Count the lines in the data below that contain the string "blonde". Reply with the number only.

Extracted data entries
━━━━

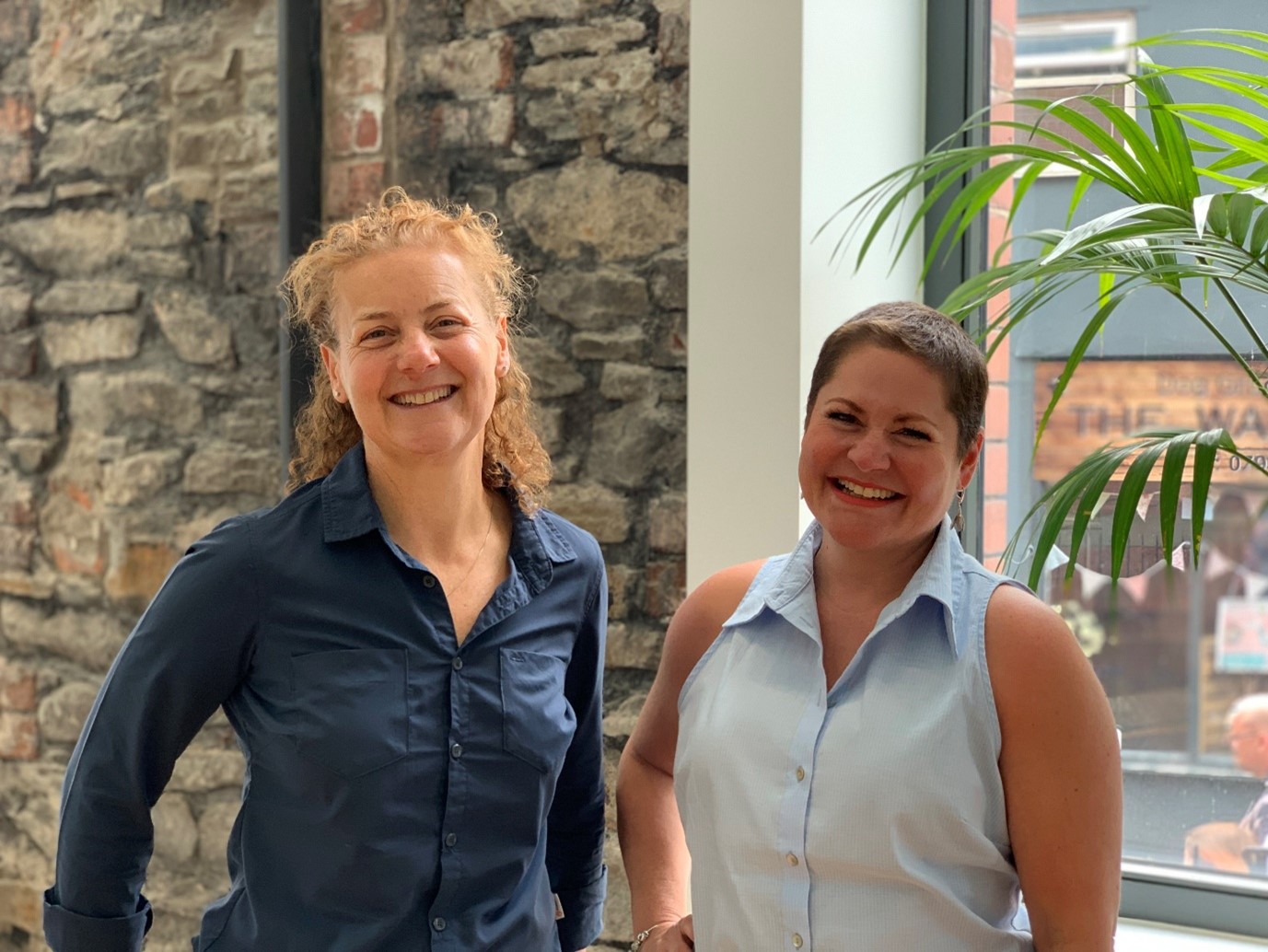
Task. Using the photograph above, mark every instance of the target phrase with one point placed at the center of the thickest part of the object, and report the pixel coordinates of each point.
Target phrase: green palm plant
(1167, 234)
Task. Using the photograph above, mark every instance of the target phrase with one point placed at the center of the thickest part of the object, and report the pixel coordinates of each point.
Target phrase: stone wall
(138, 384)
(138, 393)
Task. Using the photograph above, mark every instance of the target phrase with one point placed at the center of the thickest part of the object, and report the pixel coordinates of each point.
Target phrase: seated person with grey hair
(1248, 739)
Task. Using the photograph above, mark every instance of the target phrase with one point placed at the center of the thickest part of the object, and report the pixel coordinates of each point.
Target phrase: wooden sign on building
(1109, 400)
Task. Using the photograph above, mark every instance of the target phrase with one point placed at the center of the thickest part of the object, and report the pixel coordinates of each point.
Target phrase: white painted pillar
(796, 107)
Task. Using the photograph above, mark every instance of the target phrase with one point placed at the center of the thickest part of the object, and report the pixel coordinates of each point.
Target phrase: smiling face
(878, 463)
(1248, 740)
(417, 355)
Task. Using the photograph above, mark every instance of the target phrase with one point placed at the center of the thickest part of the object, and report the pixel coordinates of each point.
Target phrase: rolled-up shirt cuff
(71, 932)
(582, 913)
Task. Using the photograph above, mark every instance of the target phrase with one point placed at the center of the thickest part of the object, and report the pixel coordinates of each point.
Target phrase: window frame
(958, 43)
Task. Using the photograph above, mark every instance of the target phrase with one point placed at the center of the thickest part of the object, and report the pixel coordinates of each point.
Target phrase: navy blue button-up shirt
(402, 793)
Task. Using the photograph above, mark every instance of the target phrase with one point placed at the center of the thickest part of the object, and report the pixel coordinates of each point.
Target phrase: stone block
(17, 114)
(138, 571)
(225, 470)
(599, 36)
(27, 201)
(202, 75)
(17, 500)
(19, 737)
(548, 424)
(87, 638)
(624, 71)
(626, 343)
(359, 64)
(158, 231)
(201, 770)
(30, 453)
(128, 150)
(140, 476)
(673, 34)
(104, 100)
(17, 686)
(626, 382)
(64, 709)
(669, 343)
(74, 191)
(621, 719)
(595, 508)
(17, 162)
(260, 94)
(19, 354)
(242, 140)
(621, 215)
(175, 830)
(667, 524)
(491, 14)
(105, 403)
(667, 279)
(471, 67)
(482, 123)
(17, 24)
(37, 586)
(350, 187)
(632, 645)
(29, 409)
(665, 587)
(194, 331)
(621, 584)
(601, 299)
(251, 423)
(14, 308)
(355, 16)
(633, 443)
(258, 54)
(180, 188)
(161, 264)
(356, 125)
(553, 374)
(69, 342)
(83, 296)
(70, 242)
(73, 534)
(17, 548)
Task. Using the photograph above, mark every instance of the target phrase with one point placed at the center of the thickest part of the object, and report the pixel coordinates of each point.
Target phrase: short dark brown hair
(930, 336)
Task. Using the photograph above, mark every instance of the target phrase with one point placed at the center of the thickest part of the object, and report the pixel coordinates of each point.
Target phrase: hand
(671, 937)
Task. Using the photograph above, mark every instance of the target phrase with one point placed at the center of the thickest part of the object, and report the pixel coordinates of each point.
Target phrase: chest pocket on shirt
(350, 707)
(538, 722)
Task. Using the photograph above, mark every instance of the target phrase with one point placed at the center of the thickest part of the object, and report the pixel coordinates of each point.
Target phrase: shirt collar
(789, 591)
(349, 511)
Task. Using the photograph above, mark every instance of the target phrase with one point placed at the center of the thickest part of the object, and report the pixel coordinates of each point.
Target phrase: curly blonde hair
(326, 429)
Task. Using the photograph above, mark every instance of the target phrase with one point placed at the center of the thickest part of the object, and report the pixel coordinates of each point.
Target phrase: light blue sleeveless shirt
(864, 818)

━━━━

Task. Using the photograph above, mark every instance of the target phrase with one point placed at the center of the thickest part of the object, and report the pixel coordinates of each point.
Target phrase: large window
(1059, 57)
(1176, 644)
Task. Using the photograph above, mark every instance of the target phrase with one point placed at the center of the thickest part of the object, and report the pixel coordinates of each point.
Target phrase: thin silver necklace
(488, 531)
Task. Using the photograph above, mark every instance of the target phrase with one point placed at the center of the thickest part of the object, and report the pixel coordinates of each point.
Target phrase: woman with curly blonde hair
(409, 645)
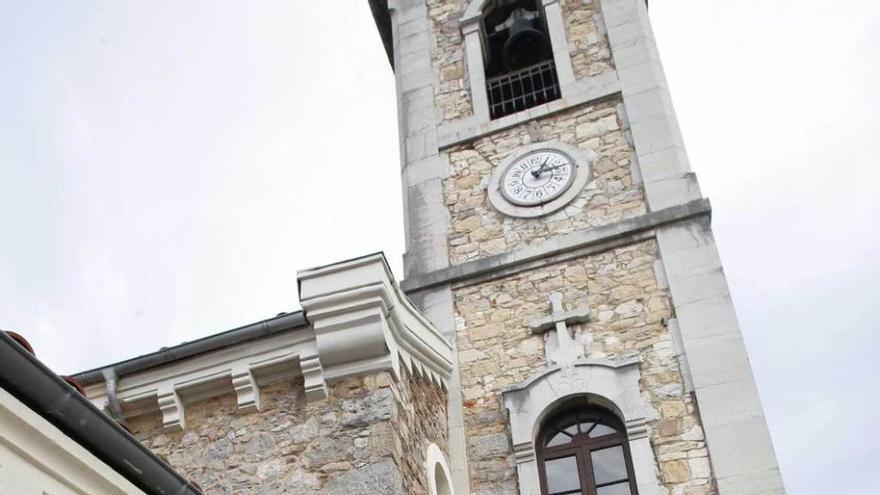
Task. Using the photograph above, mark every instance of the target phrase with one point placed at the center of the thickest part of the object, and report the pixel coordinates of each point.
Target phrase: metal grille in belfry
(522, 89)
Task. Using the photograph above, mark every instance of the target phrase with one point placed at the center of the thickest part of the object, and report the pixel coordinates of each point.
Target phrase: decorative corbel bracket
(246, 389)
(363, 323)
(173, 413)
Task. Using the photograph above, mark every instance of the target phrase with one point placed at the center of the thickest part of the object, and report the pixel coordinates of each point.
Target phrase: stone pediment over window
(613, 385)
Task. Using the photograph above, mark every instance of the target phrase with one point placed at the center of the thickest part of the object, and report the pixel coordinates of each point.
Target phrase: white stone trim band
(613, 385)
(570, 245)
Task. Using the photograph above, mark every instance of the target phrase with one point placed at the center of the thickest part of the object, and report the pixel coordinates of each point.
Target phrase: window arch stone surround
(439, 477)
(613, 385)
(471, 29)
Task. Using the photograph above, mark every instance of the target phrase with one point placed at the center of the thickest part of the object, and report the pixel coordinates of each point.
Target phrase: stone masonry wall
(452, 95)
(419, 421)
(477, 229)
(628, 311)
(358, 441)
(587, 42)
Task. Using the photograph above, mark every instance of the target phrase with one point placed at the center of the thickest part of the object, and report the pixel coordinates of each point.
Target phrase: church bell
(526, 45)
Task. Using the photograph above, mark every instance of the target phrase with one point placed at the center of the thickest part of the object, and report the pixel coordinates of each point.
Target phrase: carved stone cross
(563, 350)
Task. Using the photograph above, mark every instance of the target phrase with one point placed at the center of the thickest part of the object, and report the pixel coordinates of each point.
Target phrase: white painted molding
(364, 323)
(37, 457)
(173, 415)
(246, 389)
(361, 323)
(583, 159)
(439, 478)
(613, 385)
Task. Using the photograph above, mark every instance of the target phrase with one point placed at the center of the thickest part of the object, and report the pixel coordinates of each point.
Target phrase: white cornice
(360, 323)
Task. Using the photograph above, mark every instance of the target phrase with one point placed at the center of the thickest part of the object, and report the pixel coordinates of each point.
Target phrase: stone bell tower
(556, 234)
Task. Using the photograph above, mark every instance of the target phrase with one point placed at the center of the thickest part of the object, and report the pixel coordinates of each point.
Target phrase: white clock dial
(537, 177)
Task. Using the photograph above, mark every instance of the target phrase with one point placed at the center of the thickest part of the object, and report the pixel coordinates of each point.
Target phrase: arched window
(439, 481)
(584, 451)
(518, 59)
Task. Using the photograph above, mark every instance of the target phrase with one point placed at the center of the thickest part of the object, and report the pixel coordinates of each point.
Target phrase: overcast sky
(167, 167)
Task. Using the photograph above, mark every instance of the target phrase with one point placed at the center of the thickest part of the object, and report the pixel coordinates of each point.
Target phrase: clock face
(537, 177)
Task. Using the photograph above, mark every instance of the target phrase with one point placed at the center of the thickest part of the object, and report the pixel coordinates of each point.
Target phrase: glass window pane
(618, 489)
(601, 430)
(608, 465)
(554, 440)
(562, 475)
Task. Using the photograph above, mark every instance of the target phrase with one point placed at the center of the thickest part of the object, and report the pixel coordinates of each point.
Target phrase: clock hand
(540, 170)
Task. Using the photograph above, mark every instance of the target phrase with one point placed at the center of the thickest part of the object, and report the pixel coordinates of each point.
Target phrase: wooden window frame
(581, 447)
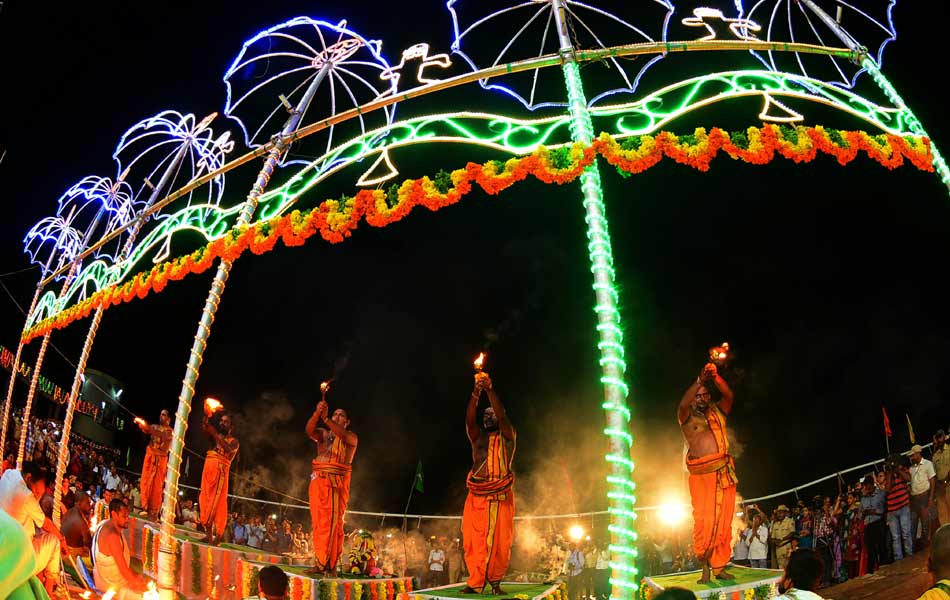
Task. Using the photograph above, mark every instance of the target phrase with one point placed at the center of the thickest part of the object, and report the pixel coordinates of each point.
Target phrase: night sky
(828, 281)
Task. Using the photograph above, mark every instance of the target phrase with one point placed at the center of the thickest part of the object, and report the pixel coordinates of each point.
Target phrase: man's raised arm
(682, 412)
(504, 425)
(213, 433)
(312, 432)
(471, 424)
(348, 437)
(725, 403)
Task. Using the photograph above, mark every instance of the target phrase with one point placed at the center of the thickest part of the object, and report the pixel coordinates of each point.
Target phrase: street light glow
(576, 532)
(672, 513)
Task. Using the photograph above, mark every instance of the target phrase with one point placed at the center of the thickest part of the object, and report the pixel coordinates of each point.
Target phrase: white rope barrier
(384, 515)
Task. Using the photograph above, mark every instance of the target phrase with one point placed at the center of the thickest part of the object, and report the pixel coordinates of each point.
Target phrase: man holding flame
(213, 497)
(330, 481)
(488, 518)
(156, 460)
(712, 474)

━━━━

● ANSWER FOR THE TASK
2